__Instructions to follow__: Please rewrite the listing below, swapping every "Quickstart" for "Usage" and leaving all else unchanged.

Coordinate annotation entries

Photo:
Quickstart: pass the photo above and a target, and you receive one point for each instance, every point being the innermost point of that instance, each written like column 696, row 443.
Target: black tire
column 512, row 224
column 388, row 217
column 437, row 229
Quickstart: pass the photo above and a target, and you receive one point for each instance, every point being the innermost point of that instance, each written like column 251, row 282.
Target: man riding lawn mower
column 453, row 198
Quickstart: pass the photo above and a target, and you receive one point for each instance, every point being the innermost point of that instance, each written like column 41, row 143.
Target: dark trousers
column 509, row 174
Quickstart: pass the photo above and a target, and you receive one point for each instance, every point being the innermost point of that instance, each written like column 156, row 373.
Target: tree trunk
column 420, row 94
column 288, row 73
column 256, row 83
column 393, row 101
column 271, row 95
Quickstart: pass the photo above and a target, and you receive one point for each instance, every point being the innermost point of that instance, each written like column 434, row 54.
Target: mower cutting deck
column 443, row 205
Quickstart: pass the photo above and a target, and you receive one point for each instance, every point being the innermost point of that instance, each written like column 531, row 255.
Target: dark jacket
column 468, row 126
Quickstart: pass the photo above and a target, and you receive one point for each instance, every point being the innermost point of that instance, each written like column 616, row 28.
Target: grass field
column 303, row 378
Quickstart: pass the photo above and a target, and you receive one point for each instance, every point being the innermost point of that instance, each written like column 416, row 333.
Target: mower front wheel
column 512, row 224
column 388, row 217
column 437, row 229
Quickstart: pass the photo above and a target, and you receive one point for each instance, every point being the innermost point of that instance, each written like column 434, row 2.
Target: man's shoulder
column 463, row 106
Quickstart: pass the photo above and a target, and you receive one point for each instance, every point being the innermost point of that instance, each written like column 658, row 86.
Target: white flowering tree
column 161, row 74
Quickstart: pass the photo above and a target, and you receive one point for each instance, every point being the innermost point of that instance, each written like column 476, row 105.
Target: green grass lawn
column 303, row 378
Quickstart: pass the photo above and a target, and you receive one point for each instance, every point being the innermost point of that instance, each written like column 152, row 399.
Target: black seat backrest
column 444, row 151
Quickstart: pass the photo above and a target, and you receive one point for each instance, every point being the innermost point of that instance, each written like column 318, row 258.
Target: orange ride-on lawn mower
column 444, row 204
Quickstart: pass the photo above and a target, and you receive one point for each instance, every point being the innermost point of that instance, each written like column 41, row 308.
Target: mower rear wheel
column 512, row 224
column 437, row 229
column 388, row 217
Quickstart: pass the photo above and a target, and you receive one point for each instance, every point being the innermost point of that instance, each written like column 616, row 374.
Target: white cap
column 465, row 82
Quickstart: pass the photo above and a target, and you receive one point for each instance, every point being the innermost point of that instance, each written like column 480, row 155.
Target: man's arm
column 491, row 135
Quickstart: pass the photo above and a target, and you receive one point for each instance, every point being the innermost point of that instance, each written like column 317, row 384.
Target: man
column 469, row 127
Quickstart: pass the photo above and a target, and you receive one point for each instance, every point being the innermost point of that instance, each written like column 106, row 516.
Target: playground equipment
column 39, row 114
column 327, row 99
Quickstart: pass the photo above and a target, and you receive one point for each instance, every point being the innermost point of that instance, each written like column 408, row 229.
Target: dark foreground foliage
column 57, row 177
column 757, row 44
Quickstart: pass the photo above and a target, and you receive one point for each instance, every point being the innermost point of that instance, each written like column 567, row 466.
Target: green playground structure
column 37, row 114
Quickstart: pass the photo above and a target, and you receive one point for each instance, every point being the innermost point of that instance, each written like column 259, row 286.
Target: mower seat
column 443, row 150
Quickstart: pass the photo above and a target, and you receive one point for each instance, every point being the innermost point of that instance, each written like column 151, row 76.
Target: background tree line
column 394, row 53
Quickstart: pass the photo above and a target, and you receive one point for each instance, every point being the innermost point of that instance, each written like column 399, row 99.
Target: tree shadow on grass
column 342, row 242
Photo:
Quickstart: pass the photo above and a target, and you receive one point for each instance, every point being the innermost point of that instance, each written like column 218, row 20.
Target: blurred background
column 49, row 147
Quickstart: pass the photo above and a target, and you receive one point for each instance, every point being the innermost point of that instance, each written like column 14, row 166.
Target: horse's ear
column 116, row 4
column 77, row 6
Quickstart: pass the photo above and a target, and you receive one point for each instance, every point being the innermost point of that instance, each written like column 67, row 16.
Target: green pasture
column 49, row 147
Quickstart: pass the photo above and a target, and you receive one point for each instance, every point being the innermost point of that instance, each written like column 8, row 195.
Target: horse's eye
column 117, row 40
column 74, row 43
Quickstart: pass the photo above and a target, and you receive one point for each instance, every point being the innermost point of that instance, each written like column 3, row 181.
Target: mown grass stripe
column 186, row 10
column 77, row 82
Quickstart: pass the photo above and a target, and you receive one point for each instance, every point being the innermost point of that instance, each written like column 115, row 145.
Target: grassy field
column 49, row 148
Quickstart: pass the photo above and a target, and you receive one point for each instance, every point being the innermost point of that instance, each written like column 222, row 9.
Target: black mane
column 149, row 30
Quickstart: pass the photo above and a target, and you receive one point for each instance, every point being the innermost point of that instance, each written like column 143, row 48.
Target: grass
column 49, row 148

__Response to the exercise__:
Photo:
Usage: pass the photo above and a target, and you receive one point for each instance, every point being the innermost point of that instance, each written like column 696, row 443.
Target: black tire
column 512, row 224
column 388, row 217
column 437, row 229
Usage: pass the photo above and a target, and you receive one point for each instance, every point being the innermost point of that instance, each written like column 251, row 282.
Target: man riding lawn mower
column 453, row 198
Usage: pass the photo above and a target, and you receive one point for each instance, every point being the innermost point of that instance, each written like column 41, row 143.
Target: dark trousers
column 509, row 174
Usage: pass the photo above and a target, and you receive one point for each instance, every point being the innermost point of that instance, each written like column 156, row 373.
Target: tree trunk
column 420, row 94
column 288, row 73
column 256, row 83
column 393, row 101
column 271, row 95
Usage: pass the photo above and a target, and you receive one point for each instance, every point being the innermost point of that instance, each written like column 434, row 54.
Target: mower cutting deck
column 443, row 205
Usage: pass the photo above and a target, and you receive one point for each instance, every point being the innermost point of that instance, each written like column 531, row 255.
Target: dark jacket
column 468, row 126
Usage: pass the photo above and a target, and you receive one point for each instance, every point being the innermost point of that instance, each written like column 616, row 28.
Target: grass field
column 303, row 378
Usage: pass the photo above and a target, and you receive one point for each instance, every point being the innermost point of that instance, each written like column 416, row 333.
Target: mower front wheel
column 512, row 224
column 388, row 217
column 437, row 229
Usage: pass the photo above and a target, and you receive one point for each instance, every point being the innermost point of that instance, each written like column 434, row 2.
Target: man's shoulder
column 463, row 106
Usage: pass the photo above and a target, and you receive one point for each instance, every point being the innermost point of that instance, each written like column 658, row 86.
Target: white flowering tree
column 161, row 74
Usage: pass the photo above and a target, and you receive one point for each instance, every point being the innermost point of that instance, each written like column 476, row 105.
Target: green grass lawn
column 303, row 378
Usage: pass the photo above and a target, and you receive one point for each instance, every point being the innermost point of that instance, each written like column 152, row 399.
Target: black seat backrest
column 444, row 151
Usage: pass the photo above and a target, and you receive one point for each instance, every point being the innermost point of that instance, each written like column 318, row 258.
Target: orange ride-on lawn mower
column 444, row 204
Usage: pass the photo above and a target, and you receive one point for each instance, every point being the innermost point of that instance, each written like column 41, row 308.
Target: mower rear wheel
column 512, row 224
column 437, row 229
column 388, row 217
Usage: pass the photo above and a target, and you receive one point for each instance, every point being the innermost point of that instance, each written like column 616, row 374.
Target: white cap
column 465, row 82
Usage: pass the photo above and a target, and you receive one point for each instance, every point being the innermost point of that instance, each written like column 480, row 155.
Target: man's arm
column 491, row 135
Usage: pass the photo above and a target, and you receive one point for each instance, every point being the innermost point of that instance, each written like column 317, row 384.
Target: man
column 469, row 127
Usage: pass the photo above and a target, and you receive one point for each instance, every point being the innermost point of that instance, each written like column 106, row 516.
Target: playground equipment
column 39, row 114
column 327, row 99
Usage: pass the photo above and a target, and you receive one point for each instance, every point being the innermost point of that instance, each written like column 408, row 229.
Target: dark foreground foliage
column 57, row 177
column 757, row 44
Usage: pass the photo above and a target, and you receive one point for each instance, every point being the innermost point of that instance, each written like column 567, row 466.
Target: green playground structure
column 37, row 114
Usage: pass the photo above and a target, and you receive one point for each instance, every point being the innermost point of that instance, each written like column 259, row 286.
Target: mower seat
column 443, row 150
Usage: pass the photo above and a target, and you receive one point for each instance, every point being the innermost point of that instance, each written like column 151, row 76.
Target: background tree line
column 394, row 53
Usage: pass the photo above and a target, and you receive one point for each instance, every point being the innermost point of that instance, each written like column 399, row 99.
Target: tree shadow on grass
column 342, row 242
Photo:
Usage: pass the photo above and a target, and you receive one point for each instance, every point being the innermost point of that instance, each written like column 218, row 20.
Target: blurred background
column 49, row 147
Usage: pass the photo above and a target, and you receive one point for each instance, every point being the innermost point of that instance, each written like column 14, row 166.
Target: horse's ear
column 116, row 4
column 77, row 6
Usage: pass the photo above and a target, and you receive one point for each instance, every point being the innermost point of that instance, each written like column 67, row 16.
Target: green pasture
column 49, row 147
Usage: pass the photo above and a target, and you receive one point for each instance, every point being the innermost point of that instance, each written like column 8, row 195.
Target: horse's eye
column 117, row 40
column 74, row 43
Usage: pass the photo above and a target, and you receive one point for each instance, every point being the innermost point of that instance, each written like column 3, row 181.
Target: mown grass stripe
column 186, row 10
column 77, row 82
Usage: pass the photo above and a target, and you receive one point for each instance, every point being the innermost point of that instance, each written like column 115, row 145.
Target: grassy field
column 49, row 148
Usage: pass the photo above and a target, and you receive one point for each instance, every point being the innermost point of that instance, each written like column 222, row 9.
Target: black mane
column 149, row 30
Usage: pass the photo above and a target, and you receive one point for each instance, every point being the innermost point of that instance, each written like column 143, row 48.
Target: grass
column 49, row 148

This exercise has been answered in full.